Recast all the lines below as a two-column CSV with the headers "instruction" and "points". Give one row per line, with the line's text in the first field and all of its points in the second, quote each field, turn line breaks into spaces, and leave out the pictures.

┌─ DATA FOR THIS TASK

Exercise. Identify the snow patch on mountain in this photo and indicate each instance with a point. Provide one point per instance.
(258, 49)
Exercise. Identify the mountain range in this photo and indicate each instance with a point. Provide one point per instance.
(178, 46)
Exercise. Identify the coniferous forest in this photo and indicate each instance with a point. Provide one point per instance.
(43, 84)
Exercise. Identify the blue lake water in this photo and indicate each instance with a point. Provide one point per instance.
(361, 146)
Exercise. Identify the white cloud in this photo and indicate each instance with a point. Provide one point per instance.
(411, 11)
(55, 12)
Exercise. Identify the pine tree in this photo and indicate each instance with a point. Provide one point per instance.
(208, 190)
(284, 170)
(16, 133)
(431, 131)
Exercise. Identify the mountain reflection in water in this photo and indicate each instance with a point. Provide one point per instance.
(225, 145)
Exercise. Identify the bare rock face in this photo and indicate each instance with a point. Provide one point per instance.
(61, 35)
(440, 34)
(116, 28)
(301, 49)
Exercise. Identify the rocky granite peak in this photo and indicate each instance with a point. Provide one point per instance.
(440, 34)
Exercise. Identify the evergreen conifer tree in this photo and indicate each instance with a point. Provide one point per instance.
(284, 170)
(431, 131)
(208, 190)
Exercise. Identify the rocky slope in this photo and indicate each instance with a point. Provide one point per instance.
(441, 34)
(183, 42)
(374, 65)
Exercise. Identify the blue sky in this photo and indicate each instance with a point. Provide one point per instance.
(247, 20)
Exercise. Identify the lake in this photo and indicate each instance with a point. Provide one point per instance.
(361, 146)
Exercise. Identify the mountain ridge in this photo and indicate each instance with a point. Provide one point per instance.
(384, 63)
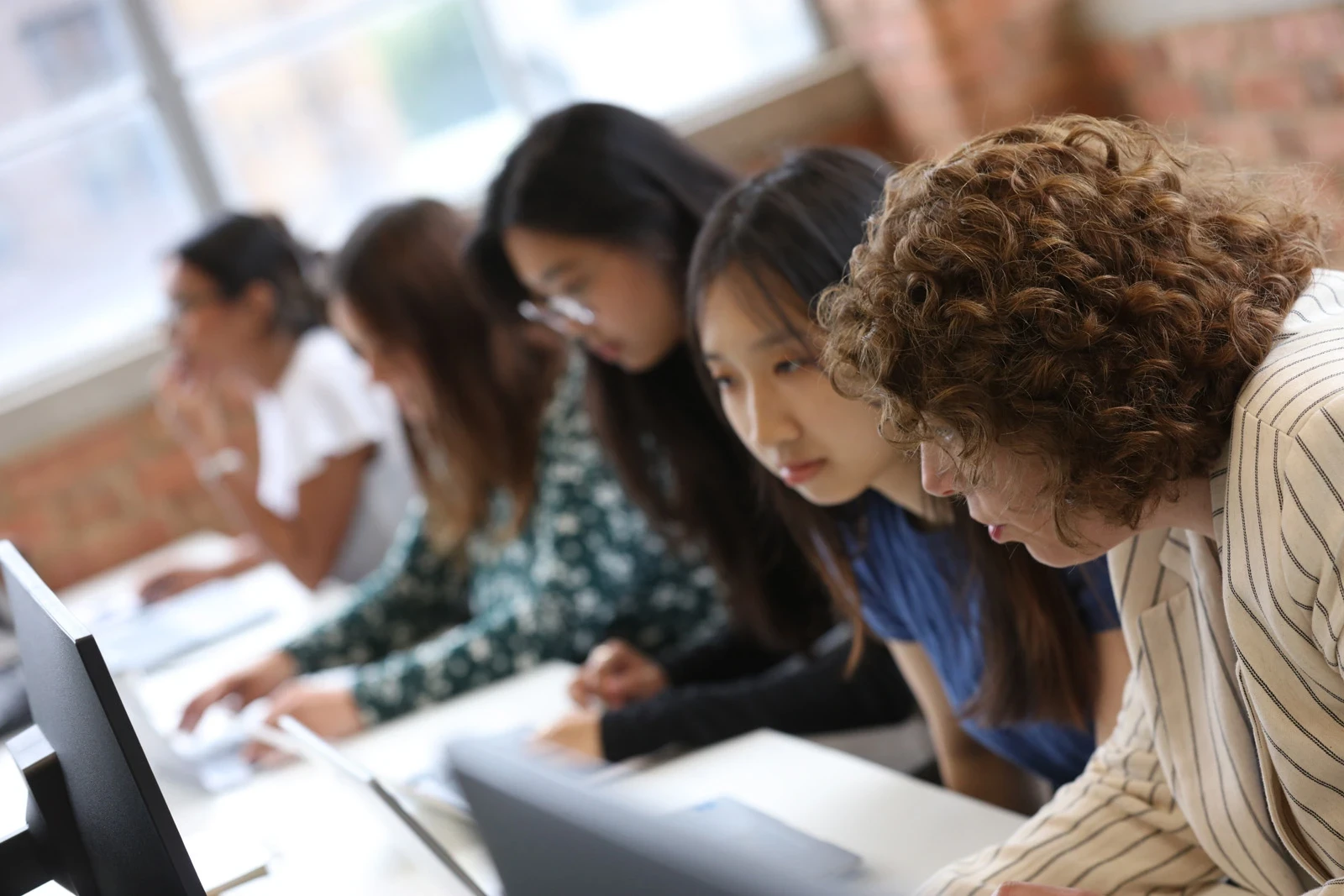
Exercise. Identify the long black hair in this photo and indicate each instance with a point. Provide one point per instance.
(239, 250)
(799, 223)
(609, 175)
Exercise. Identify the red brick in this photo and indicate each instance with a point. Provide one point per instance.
(1243, 137)
(1300, 35)
(1210, 47)
(1116, 62)
(1323, 136)
(30, 528)
(1269, 92)
(1162, 102)
(111, 547)
(93, 504)
(1324, 81)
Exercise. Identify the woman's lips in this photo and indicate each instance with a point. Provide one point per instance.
(796, 474)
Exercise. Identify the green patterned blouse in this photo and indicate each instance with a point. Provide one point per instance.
(586, 566)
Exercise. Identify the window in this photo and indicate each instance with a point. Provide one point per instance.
(124, 123)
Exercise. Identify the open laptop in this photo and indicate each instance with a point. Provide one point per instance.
(512, 794)
(549, 833)
(307, 745)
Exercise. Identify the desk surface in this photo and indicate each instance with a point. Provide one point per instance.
(327, 839)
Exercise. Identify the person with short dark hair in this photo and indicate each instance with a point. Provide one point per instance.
(333, 472)
(526, 548)
(589, 228)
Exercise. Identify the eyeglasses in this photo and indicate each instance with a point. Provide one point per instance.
(558, 312)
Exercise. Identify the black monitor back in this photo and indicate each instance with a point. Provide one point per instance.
(129, 837)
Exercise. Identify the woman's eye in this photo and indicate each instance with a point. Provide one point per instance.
(790, 365)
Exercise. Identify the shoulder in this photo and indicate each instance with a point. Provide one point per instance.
(1304, 372)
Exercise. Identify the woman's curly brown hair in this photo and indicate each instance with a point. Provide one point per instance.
(1079, 291)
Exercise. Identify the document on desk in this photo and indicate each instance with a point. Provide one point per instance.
(152, 636)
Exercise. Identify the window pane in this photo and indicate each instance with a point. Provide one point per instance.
(400, 107)
(82, 228)
(655, 55)
(195, 24)
(58, 50)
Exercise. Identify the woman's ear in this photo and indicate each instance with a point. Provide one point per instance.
(259, 301)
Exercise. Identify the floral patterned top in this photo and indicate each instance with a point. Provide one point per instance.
(586, 566)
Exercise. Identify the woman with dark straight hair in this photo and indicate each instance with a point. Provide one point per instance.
(526, 547)
(333, 474)
(589, 228)
(1016, 667)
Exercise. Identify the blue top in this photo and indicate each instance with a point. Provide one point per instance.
(911, 578)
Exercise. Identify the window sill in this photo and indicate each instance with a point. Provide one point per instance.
(823, 96)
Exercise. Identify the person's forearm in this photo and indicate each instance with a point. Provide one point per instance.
(797, 696)
(281, 537)
(730, 654)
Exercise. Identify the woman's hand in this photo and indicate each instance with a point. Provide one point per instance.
(578, 732)
(328, 711)
(192, 409)
(242, 687)
(616, 673)
(174, 582)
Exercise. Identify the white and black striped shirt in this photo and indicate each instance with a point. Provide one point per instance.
(1227, 762)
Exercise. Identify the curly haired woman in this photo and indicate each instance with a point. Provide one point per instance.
(1112, 344)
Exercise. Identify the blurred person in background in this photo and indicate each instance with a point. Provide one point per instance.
(589, 228)
(526, 547)
(333, 473)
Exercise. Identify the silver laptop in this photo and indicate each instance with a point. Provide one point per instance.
(318, 752)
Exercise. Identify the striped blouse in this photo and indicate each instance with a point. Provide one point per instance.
(1227, 762)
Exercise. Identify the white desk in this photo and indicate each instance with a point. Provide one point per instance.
(327, 841)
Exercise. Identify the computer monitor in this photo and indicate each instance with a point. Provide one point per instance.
(551, 833)
(97, 821)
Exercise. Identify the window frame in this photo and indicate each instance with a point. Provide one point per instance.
(827, 93)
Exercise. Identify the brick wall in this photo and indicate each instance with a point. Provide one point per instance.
(1269, 89)
(101, 497)
(951, 69)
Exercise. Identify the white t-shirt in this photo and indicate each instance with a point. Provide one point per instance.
(326, 406)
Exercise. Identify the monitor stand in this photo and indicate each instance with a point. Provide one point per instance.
(47, 848)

└─

- REPLY -
instruction,points
"Exercise. Identify the snow patch on mountain in this photo and indicate each instance with a point. Provide one point per instance.","(258, 49)"
"Exercise. Identify the mountain range in this photo and indicate each instance with a point. Provide one point per instance.","(178, 46)"
"Exercise. Identify the coniferous forest in this photo and indicate each instance with a point. Provide one point per instance.","(43, 84)"
"Exercise. Identify the blue lake water in this photo and indicate each instance with a point. Provide one point per instance.","(361, 146)"
"Exercise. Identify the white cloud in this photo and indicate each instance with a point. Provide one point per instance.","(411, 11) (55, 12)"
"Exercise. Identify the pine tree in this photo and indicate each instance with a point. Provide one point per instance.","(208, 190) (284, 170) (16, 133) (431, 131)"
"Exercise. Identify the mountain reflection in water in this photo and indicate each instance with a point. Provide one point per instance.","(225, 145)"
"Exercise. Identify the bare rock face in this photo and indicate each instance with a point. Provide one point per instance.","(61, 35) (440, 34) (116, 28) (301, 49)"
"Exercise. Identify the rocky granite peak in this photo and indicate each instance with a point. Provide one point per instance.","(440, 34)"
"Exercise. Identify the evergreen conifer tree in this photo and indicate each instance with a point. Provide one point per instance.","(284, 170) (431, 131) (208, 190)"
"Exercise. Identify the rocky slope in this photo and indicate each instance with a point. Provide one point per instance.","(441, 34) (183, 42) (374, 65)"
"Exercise. Identify the blue sky in this photo and indicate each instance with a point. Provide one point per instance.","(247, 20)"
"Exercise. Identify the lake in this photo and indicate each instance with a point. Provide one point per instance.","(361, 146)"
"Exercise. Identify the mountain ridge in this photo and indicate each instance with a point. Provide one point per instance.","(384, 63)"
"Exercise. Identify the long black hair in this photo and indicate each instance with a point. Provide one point per instance.","(239, 250) (799, 223) (609, 175)"
"Exercise. Identify the red brick in this photo and indicate each instance with a point. Provide one point per instance.","(1243, 137) (1300, 35) (1210, 47) (1116, 62) (1323, 136) (30, 528) (1269, 92) (1162, 102) (111, 547) (93, 504) (1324, 81)"
"Exercise. Identify the woman's lips in this photo and indicate each instance with a point. Provide one point per instance.","(796, 474)"
"Exercise. Identify the green patterned blouse in this photo and indicate each instance with a point. Provide one point per instance.","(586, 566)"
"Exercise. Identify the window in this photo and indicate each instance with a point. Provide one point per instance.","(124, 123)"
"Exercise. Identify the open laptop in this photo and indicate each instance with a point. Provide one point per instance.","(512, 794) (549, 833) (307, 745)"
"Exercise. Identify the desk surface in this photo and indicate each instance with a point. Provide one point per instance.","(327, 839)"
"Exercise. Identify the person with short dark hair in this photo and indicate each instance with a point. Provide one point per instance.","(333, 472) (526, 548) (589, 228)"
"Exercise. Identify the eyeglasses in this photo and indicate each instance with a point. Provide one point per instance.","(558, 312)"
"Exercise. Identify the black monitor back in this photo and indicate each instance with a point. Provide one point per instance.","(129, 837)"
"Exercise. Identify the woman's eye in this photo and indicate each instance with a point. Provide one point per instance.","(790, 365)"
"Exercise. Identify the shoulder in this photo and indicate each instance with a point. Provide one point per instance.","(1304, 372)"
"Exercise. Identify the woman's curly brown hair in this photo and indicate each instance with a point. Provide one point per instance.","(1079, 291)"
"Exercise. Identify the document on desk in this photo and indicate each instance with a point. Provide one point per instance.","(152, 636)"
"Exercise. Identify the window pane in this photo and indicate each instance with a point. Provide one point per instance.","(400, 107) (82, 228) (655, 55) (195, 24) (58, 50)"
"Exercise. Identify the woman's ear in this photo and indicate each instance with a point. Provide one point per instance.","(259, 301)"
"Exercise. Identify the floral patterned top in this photo and indicate each instance with a point. Provide one point per instance.","(586, 566)"
"Exercise. Identify the woman with dark straight hair in this photo and indicate each instance with a point. Provide one point per instance.","(526, 547) (333, 474) (589, 228) (1016, 667)"
"Exercise. Identify the blue top in this photo and indicate each instance with a point. Provide one point per instance.","(911, 578)"
"Exercise. Identify the window sill in this photo and indicate each instance with a point. Provide one point per instance.","(823, 96)"
"Exercise. Identify the person's forearm in this photo and indicate each instance with a point. Provide one point per instance.","(797, 696) (281, 537) (730, 654)"
"Exercise. Identify the woman's hand in this photo and indicate each instance with a point. Provide one point per instance.","(578, 732) (328, 711) (192, 409) (242, 687) (616, 673) (174, 582)"
"Exercise. Identify the white and black striped shirt in this photo and indicate each instance with a point. Provide one point per instance.","(1227, 762)"
"Exercise. Identify the curly haired woman in this photo and indicate each instance with a point. Provide one point per instance.","(1112, 344)"
"Exercise. Identify the blurred person in background in this photo and indicate each instance with a point. Provide one point per instance.","(589, 228) (526, 547) (333, 473)"
"Exercise. Identify the silver laptop in this photo and indicate each instance with a point. Provide one point per instance.","(318, 752)"
"Exercise. Identify the striped blouse in this photo and indicate each instance with a point. Provide one point per instance.","(1227, 762)"
"Exercise. Identify the white desk in this photo and indicate each instance with a point. Provide one point per instance.","(327, 841)"
"Exercise. Identify the computer monitor in this photo and indicate each instance with a point. Provide one point per instance.","(551, 833) (97, 821)"
"Exercise. Identify the window frame in this photo and indicate each instance with a point. Provide one point per instance.","(827, 93)"
"Exercise. Identify the brick wall in this photo and indicate each instance with a point. Provide one point per instance.","(1269, 89) (101, 497) (951, 69)"
"Exercise. Identify the white t-shirt in this photo and indicate each instance with a point. Provide one point per instance.","(326, 406)"
"Exercise. Identify the monitor stand in this photo and indicate each instance with a point. Provide one point per instance.","(47, 848)"